> _Task brief_:
Please rewrite the listing from the line with "Check that each instance of the stone retaining" through its end, both ends included and requests kept as they are. Scale every x and y coordinate in the answers by 1.65, rounding each result to a whole number with halves going up.
— BEGIN Information supplied —
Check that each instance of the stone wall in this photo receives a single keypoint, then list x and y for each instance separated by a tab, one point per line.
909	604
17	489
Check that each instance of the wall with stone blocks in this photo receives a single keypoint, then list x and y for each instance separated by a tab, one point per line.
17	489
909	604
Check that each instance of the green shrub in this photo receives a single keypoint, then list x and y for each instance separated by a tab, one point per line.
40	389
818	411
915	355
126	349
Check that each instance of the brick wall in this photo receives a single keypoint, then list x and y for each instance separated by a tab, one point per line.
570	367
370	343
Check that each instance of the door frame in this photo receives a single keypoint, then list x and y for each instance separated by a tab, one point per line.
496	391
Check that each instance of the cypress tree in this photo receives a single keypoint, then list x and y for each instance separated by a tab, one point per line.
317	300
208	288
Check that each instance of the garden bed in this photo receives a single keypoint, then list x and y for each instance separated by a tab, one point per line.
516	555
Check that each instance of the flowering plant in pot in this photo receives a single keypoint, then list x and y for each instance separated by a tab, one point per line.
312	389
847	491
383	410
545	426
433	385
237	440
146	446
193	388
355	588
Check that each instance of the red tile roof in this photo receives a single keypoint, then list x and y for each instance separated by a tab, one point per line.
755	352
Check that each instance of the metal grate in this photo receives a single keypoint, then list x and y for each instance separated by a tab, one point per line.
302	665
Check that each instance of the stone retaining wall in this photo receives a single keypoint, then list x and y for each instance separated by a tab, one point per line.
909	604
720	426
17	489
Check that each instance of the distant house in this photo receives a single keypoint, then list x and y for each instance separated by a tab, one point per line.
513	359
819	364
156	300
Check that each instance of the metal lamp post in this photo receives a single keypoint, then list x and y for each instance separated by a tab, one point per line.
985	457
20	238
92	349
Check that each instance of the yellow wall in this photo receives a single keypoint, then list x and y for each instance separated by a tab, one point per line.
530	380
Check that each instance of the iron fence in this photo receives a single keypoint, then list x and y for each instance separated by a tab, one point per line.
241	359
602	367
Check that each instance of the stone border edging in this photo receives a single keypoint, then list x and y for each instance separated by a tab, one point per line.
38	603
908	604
— END Information supplied —
> _Reply to the exercise_:
Check that each instance of the stone retaining wall in this photo receives a single keypoint, then list x and y for each instance separated by a tab, one point per line.
1500	997
1188	703
28	807
Check that each instance of the distant house in this photo receives a single keypoint, then list x and y for each instance separated by a tab, one point per line.
846	592
1351	601
257	495
Check that each instance of the metal lamp post in this photo receives a single keypoint, then list x and y for each instance separated by a tab, one point per line.
1625	754
33	393
152	576
Check that each instance of the yellow wall in this photo receives a single keypoint, then list x and y for each instance separated by a tab, one point per line.
875	627
Check that each instance of the iron fence in this photo receives a single keypoint, then list x and y for each instance separated by a tab, one point per line.
398	592
993	606
Check that each instance of the stone border edging in this photo receives a single keypoint, then list x and y for each instance separated by a tab, one point per line.
63	995
1498	997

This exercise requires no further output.